-- SET TASK --
Reproduce every item below verbatim, line by line, leaving out the pictures.

-- SUPPLIED ENTRIES --
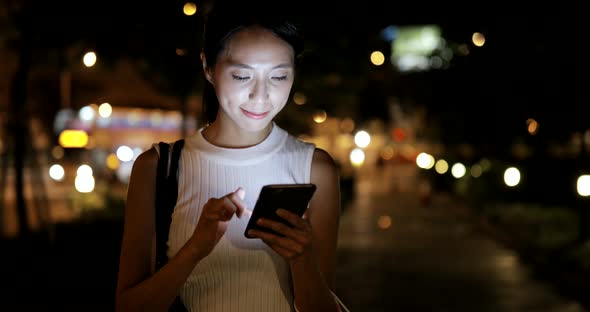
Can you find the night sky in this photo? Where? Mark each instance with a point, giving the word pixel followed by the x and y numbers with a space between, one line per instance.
pixel 532 65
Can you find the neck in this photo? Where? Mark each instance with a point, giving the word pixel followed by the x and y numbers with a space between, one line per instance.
pixel 231 137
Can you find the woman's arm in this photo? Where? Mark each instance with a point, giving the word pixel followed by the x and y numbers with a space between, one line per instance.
pixel 137 289
pixel 313 272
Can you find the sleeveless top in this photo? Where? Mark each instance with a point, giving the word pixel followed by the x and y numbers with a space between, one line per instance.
pixel 240 274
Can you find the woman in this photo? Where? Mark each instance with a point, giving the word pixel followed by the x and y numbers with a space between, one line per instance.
pixel 249 60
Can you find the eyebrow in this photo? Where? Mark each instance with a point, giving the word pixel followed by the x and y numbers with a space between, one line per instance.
pixel 241 65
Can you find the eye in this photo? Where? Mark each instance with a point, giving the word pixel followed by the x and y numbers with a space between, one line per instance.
pixel 240 78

-- TASK SOLUTION --
Can you find the night sky in this photo? Where? Mark each instance with a point, giving the word pixel followed by the x and y numbers with a space between, one line per instance.
pixel 532 65
Can you find the neck in this photo? Where? Mark each instance with a point, giving the word pixel followed by the x and y numbers with a space between, one line per instance.
pixel 231 137
Can you find the woman's arm in this photo? Where? Mark each instance with a point, giving the word pixel followed by the x and y numbers with a space between, one line per instance.
pixel 137 289
pixel 313 272
Can you find the sleeveless top in this photo? Where? Mark each instance with a point, giving the word pixel followed by the x and y numbers with a space between, one line per instance.
pixel 240 274
Can you find the woman in this photo? Where? Mark each instance with a point, giving the word pixel followed by the x and y numbers with a space between, one line per instance.
pixel 249 60
Can you find the eyebrow in this photo? Where? Mark each instance with a point, giving the word pixel followed by the x and y numbers with a space between, one line per instance.
pixel 241 65
Can you find the eye in this photo? Where? Mark each instance with a point, giving the word pixel followed by the x and y numbers with a space between, one line per instance.
pixel 240 78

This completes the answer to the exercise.